Instructions to follow:
Take nothing but the lines from the one with "[[592, 338], [436, 216], [386, 206]]" through the one with "Task: point out the snow-covered" in the entries below, both ends kept, and return them exactly with pictures left out.

Dataset entries:
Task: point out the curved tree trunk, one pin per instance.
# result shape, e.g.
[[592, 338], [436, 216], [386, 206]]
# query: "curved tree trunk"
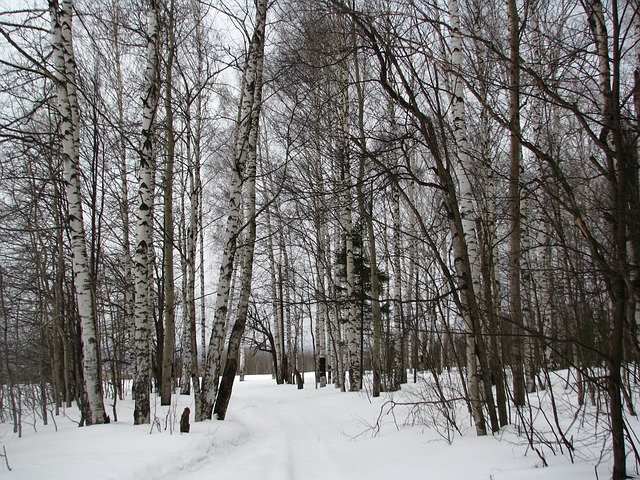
[[142, 316], [65, 78]]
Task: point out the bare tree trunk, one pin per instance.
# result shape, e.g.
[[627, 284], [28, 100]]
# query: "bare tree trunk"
[[467, 216], [65, 79], [244, 171], [166, 385], [142, 331]]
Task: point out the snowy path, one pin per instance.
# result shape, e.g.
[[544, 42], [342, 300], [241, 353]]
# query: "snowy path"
[[290, 436]]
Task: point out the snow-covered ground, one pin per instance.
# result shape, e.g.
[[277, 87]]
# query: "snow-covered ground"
[[278, 432]]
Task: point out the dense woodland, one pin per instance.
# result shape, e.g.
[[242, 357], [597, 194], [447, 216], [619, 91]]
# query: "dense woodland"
[[392, 186]]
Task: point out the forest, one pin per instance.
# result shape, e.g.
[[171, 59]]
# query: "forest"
[[393, 187]]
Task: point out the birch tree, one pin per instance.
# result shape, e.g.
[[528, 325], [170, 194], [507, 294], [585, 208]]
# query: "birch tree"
[[244, 167], [65, 79], [142, 318]]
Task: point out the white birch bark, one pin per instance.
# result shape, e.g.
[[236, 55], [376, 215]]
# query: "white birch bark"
[[467, 213], [166, 385], [65, 78], [244, 153], [143, 254], [399, 370]]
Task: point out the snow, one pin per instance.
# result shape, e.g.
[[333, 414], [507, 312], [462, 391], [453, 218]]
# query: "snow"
[[278, 432]]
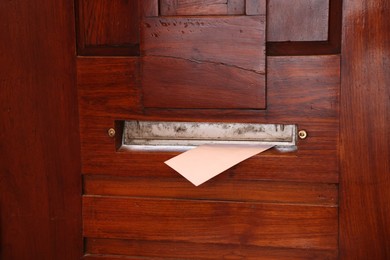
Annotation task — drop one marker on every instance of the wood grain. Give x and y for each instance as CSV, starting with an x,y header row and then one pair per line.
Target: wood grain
x,y
365,117
162,250
149,8
331,45
108,27
40,184
179,83
201,7
183,66
255,191
242,39
255,7
287,226
298,20
301,90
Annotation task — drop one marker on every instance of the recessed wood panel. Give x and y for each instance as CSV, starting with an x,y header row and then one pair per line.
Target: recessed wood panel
x,y
108,27
178,83
270,225
184,66
297,20
103,249
301,90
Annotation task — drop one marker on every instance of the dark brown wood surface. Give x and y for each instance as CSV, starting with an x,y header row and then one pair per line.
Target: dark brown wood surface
x,y
298,20
97,249
108,27
255,191
365,136
211,222
301,90
40,185
329,45
201,7
187,61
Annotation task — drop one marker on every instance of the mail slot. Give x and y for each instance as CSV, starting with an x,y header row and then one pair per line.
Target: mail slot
x,y
158,134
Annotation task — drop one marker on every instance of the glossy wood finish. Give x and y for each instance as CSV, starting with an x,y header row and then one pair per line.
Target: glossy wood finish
x,y
211,222
98,249
108,27
298,20
365,117
274,204
255,191
40,185
201,7
330,45
301,90
184,67
115,178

Problem solution:
[[592, 338], [436, 216], [386, 206]]
# query: "curved tree trunk"
[[142, 316], [65, 78]]
Task: point out the bare tree trunk, one pin per instance.
# result shape, e.g.
[[627, 284], [28, 100]]
# query: "bare tree trunk"
[[467, 216], [65, 79], [244, 171], [166, 385], [142, 331]]
Task: point out the snowy path, one pin per instance.
# result shape, e.g.
[[544, 42], [342, 300], [241, 353]]
# query: "snowy path"
[[290, 436]]
Task: point out the snow-covered ground, one pin per instance.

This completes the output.